### Instructions to follow
I would like the entries transcribed word for word, please, with the pictures removed.

*** Data for review Section Begins ***

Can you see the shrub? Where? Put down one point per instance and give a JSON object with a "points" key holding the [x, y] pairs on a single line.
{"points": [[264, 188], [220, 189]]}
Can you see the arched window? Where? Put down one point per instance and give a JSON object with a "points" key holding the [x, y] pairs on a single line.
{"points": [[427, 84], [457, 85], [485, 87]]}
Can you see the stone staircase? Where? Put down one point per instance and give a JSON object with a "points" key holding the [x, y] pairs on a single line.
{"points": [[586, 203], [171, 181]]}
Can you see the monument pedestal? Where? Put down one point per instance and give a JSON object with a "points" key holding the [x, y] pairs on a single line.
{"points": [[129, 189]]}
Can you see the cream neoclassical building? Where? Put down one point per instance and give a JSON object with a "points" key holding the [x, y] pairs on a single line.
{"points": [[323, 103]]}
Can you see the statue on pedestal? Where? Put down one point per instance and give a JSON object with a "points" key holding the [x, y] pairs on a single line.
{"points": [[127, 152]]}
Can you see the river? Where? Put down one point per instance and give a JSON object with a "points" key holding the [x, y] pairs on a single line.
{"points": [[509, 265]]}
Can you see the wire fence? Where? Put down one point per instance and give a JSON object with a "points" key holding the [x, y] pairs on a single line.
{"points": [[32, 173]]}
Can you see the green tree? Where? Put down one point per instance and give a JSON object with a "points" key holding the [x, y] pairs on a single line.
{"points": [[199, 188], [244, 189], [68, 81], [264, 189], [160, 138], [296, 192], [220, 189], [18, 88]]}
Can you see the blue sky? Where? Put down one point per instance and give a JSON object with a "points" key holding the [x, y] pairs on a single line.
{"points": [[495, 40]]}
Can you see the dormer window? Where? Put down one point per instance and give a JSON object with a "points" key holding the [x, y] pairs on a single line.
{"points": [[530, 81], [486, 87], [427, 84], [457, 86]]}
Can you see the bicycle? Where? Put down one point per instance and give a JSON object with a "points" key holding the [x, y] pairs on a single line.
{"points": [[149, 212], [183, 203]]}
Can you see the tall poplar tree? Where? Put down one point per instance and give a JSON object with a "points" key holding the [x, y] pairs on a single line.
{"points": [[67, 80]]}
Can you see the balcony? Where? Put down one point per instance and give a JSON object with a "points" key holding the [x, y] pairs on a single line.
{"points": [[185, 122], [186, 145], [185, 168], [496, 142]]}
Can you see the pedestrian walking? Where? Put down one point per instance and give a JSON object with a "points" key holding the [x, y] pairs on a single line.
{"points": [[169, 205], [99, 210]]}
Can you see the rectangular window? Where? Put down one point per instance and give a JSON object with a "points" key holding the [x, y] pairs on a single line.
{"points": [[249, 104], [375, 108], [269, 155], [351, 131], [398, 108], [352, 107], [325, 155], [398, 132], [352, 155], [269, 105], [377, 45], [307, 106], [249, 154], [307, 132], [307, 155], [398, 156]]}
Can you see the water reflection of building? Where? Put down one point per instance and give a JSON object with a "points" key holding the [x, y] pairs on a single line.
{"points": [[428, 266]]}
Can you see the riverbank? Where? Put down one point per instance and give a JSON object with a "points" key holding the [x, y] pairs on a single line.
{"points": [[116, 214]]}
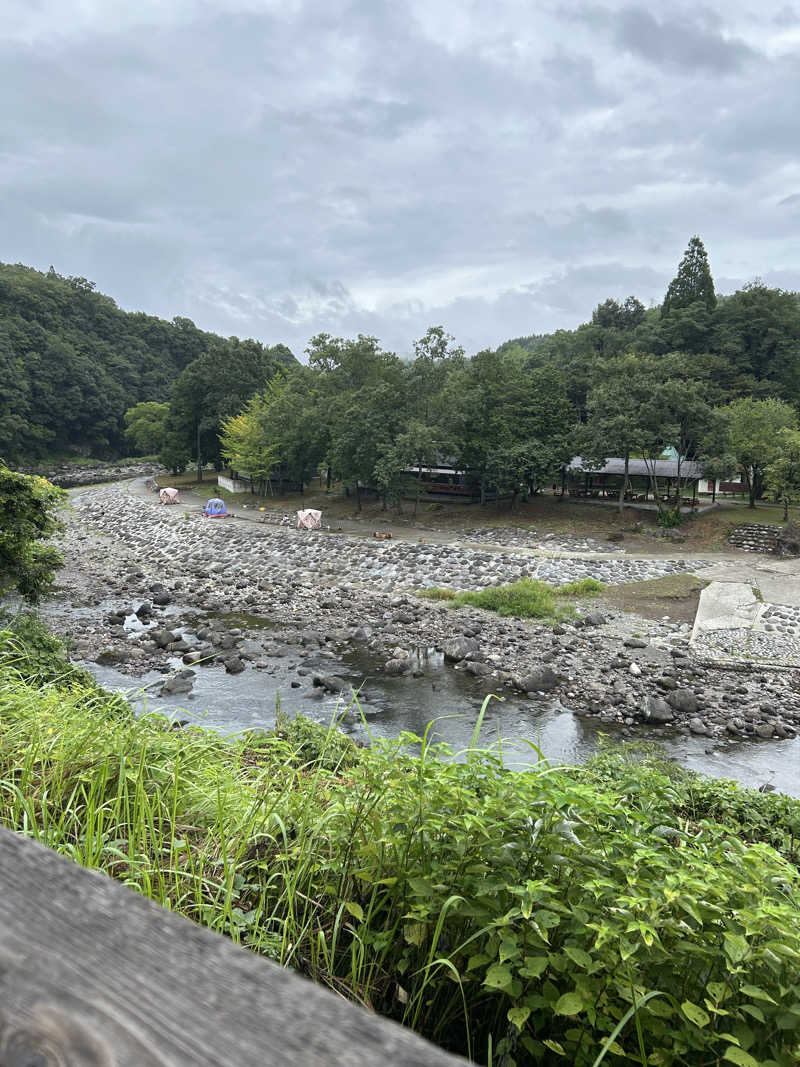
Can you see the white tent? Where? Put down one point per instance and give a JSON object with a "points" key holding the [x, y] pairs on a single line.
{"points": [[309, 519]]}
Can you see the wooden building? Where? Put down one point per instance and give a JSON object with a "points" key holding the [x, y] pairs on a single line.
{"points": [[672, 479]]}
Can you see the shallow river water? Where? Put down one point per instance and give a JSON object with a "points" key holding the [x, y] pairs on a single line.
{"points": [[449, 699]]}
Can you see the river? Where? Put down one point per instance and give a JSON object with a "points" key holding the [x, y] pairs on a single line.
{"points": [[448, 699]]}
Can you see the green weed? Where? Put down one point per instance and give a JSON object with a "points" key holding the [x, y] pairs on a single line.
{"points": [[525, 599], [531, 917]]}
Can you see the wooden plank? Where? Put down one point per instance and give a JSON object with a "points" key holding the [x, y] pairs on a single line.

*** Data for review Section Ends ***

### Answer to this task
Can you see the shrub? Where? Put down one point per instance and give a JSON object with a "points" key holding the [x, y] pairs on a single line.
{"points": [[264, 188], [220, 189]]}
Can you see the arched window? Where? Put down one point per instance and give a JSON object with a "points" key holding the [x, y] pairs on a single line.
{"points": [[427, 84], [457, 85], [485, 87]]}
Can you see the stone staircase? Where? Put down one point per instance and give a JSON object with a "points" key holding the [x, y] pairs on a single line.
{"points": [[586, 203], [171, 181]]}
Can you see the monument pedestal? Where? Put down one point per instance and give a JSON object with a "points" key holding the [x, y] pairs on a single line.
{"points": [[129, 189]]}
Can you see the cream neoclassical building? Where? Put down one point per instance and give a JSON object with a "points" key holding the [x, y] pairs on a single line.
{"points": [[323, 103]]}
Can you see the statue on pedestal? Where? Put down one point per instance and give a JSON object with a "points" key holding the [x, y] pairs on a single line.
{"points": [[127, 152]]}
Can you see the river? Where? Put down one point per instance and give a JSON object with a "points" key holding the [x, y] pairs on a single line.
{"points": [[509, 265]]}
Can you see the wire fence? Where? Put down one point per instance and give a JSON object with a "points" key holding the [x, y] pairs on a single line.
{"points": [[32, 173]]}
Can you see the green tree? Where? Put down one point per instance and give a JSON object with a "points" key holding the [x, y] pairs on a single line.
{"points": [[199, 188], [244, 189], [68, 81], [264, 189], [160, 138], [296, 192], [220, 189], [18, 88]]}
Can you see the blue sky? Where? Put down one point per instance and give a JSON object with a "points" key holding the [x, y] pairs on a single line.
{"points": [[495, 40]]}
Can you see the dormer window? Where? Put down one point per instance and give a JSON object with a "points" key holding the [x, y] pairs on a single line.
{"points": [[530, 81], [486, 87], [427, 84], [457, 86]]}
Can you see the bicycle? Where? Put down one point per instance and give a JSON object with a "points" key holding the [x, y] pairs on a single line.
{"points": [[149, 212], [183, 203]]}
Can you see the tall poplar tree? Where? Put down one point per instance and give a JSON object with a "points" key holding the [x, y] pairs on a single line.
{"points": [[67, 80]]}
Can you see the balcony? Where? Put down one point per instance and give a JSON object with a "points" key holding the [x, y] pairs on a single line.
{"points": [[185, 122], [186, 145], [185, 168], [496, 142]]}
Can you see the pedestrian walking? Where? Put down one point per instance and give a JSON object with a "points" key holding the [x, y] pairs on a single line.
{"points": [[169, 205], [99, 210]]}
Can you see the rectangular window? Where? Put down one point per instance and give a JSON object with a "points" key holding the [x, y] pairs on a single line.
{"points": [[249, 104], [375, 108], [269, 155], [351, 131], [398, 108], [352, 107], [325, 155], [398, 132], [352, 155], [269, 105], [377, 45], [307, 106], [249, 154], [307, 132], [307, 155], [398, 156]]}
Can you see the water reflection of building? Where? Put down one point per instance and give a JSON object with a "points" key holding the [x, y] pairs on a single line.
{"points": [[428, 266]]}
Can you see the riverbank? Where? Put down one point per instance and give a JSON object with a "points" key holding the [x, y] pairs on a single line.
{"points": [[116, 214]]}
Can you see the white tent? Where? Put down one point per instance and give a JSON object with a "points" key holding the [x, y] pairs on a single line.
{"points": [[309, 519]]}
Can you see the wooden building? Where? Put down one point per instance and give a JSON object with a "points" key holding the [x, y] pairs on a single line.
{"points": [[672, 479]]}
Can you see the shallow river water? Where? Put down one point per instance and give a JSON object with a "points" key holding the [x, y] pairs on a single line.
{"points": [[449, 699]]}
Can you see the river? Where? Put down one point per instance and give a JSON object with a "points" key holding the [x, y] pairs on a single line.
{"points": [[448, 699]]}
Can you see the green weed? Where? Put down one point per instance and give a JSON object with a "points" key holding the [x, y] pairs on a single line.
{"points": [[525, 599], [531, 917]]}
Can you see the wooden plank? Where? Put down one point per instance and give a JSON object with a "points" key holding the [x, y] pairs on a single line.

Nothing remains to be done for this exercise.